**TASKS TO PERFORM:**
[1] Answer these questions using the article on homemade hand sanitizer:
(a) Which three items does the article say are being emptied from shelves?
(b) Whose recommendations is the recipe scaled down from?
(c) Which four essential oils does the article say are effective against 22 bacterial strains?
[2] Quote the article on homemade hand sanitizer word for word, starting at "The Centers for" and ending at "in some areas.".

Can’t find hand sanitizer? Here’s how to make your own

As concern over the spread of coronavirus grows, so has the demand for products the public hopes will help protect them from being exposed to the virus.

Shelves are being emptied of face masks, disinfectant spray and Clorox wipes, and as people are being urged to keep their hands clean to prevent the spread of germs, items such as hand sanitizers are becoming scarce.

The Centers for Disease Control and Prevention is urging the public to try to avoid the transmission of coronavirus by taking simple steps, and one of the best ways to stem the transmission of disease is to wash your hands thoroughly with soap and water, then avoid touching your face.

However, you are not always near a sink where you can wash with soap and water, so using a hand sanitizer may be the next best thing. But as many are finding now, hand sanitizers are in short supply in some areas.

Fortunately, you do not have to try to find sanitizer to buy, you can make your own.

(Note: Recipes for hand sanitizer does not constitute medical advice for preventing the spread of COVID-19. For more information on preventing the spread of the coronavirus, click here.)

Here’s a recipe scaled down from the recommendations by the World Health Organization. The WHO version of the recipe is for making gallons of the :


  • 1 cup rubbing alcohol (99% isopropyl alcohol)
  • 1 tablespoon hydrogen peroxide
  • 1 teaspoon glycerin (or you can use 1/2 cup aloe vera gel)


Add the alcohol to the aloe vera gel and stir. Add water (1 1/3 cup) to the mixture to make 1 1/3 cups of spray hand sanitizer.

Using a funnel, pour the mixture into a pump bottle – you can use cleaned soap bottles for instance, or you can find inexpensive pump bottles at dollar stores.

If you have empty store-bought hand sanitizer bottles, you can use those.

Here is a second recipe if you want to add essential oils to your lotion. Some oils will add a boost of protection and most all of them add a nice scent. According to a study by the National Center for Biotechnology Information, four essential oils, lemongrass, eucalyptus, peppermint and orange oils, are effective against 22 bacterial strains. Other oils are effective against fungi.

Extracted data entries
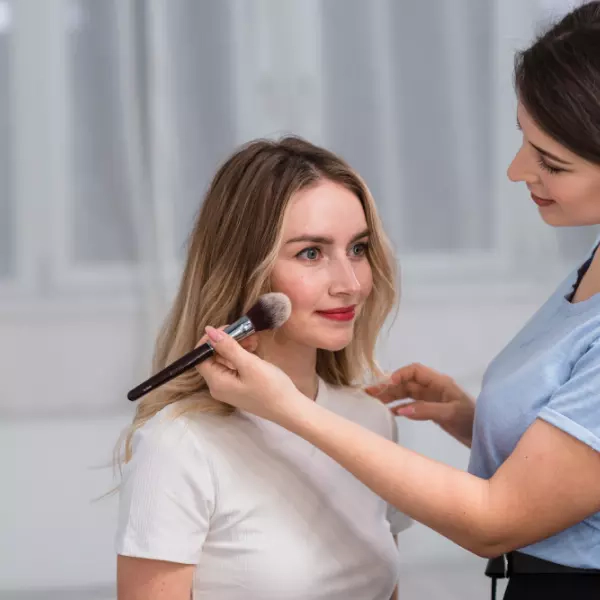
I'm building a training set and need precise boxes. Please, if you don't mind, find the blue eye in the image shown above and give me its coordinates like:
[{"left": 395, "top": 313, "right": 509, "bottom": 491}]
[
  {"left": 538, "top": 158, "right": 564, "bottom": 175},
  {"left": 351, "top": 242, "right": 369, "bottom": 256},
  {"left": 296, "top": 247, "right": 321, "bottom": 260}
]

**SOLUTIONS:**
[1]
(a) Face masks, disinfectant spray and Clorox wipes.
(b) The World Health Organization.
(c) Lemongrass, eucalyptus, peppermint and orange oils.

[2]
The Centers for Disease Control and Prevention is urging the public to try to avoid the transmission of coronavirus by taking simple steps, and one of the best ways to stem the transmission of disease is to wash your hands thoroughly with soap and water, then avoid touching your face.

However, you are not always near a sink where you can wash with soap and water, so using a hand sanitizer may be the next best thing. But as many are finding now, hand sanitizers are in short supply in some areas.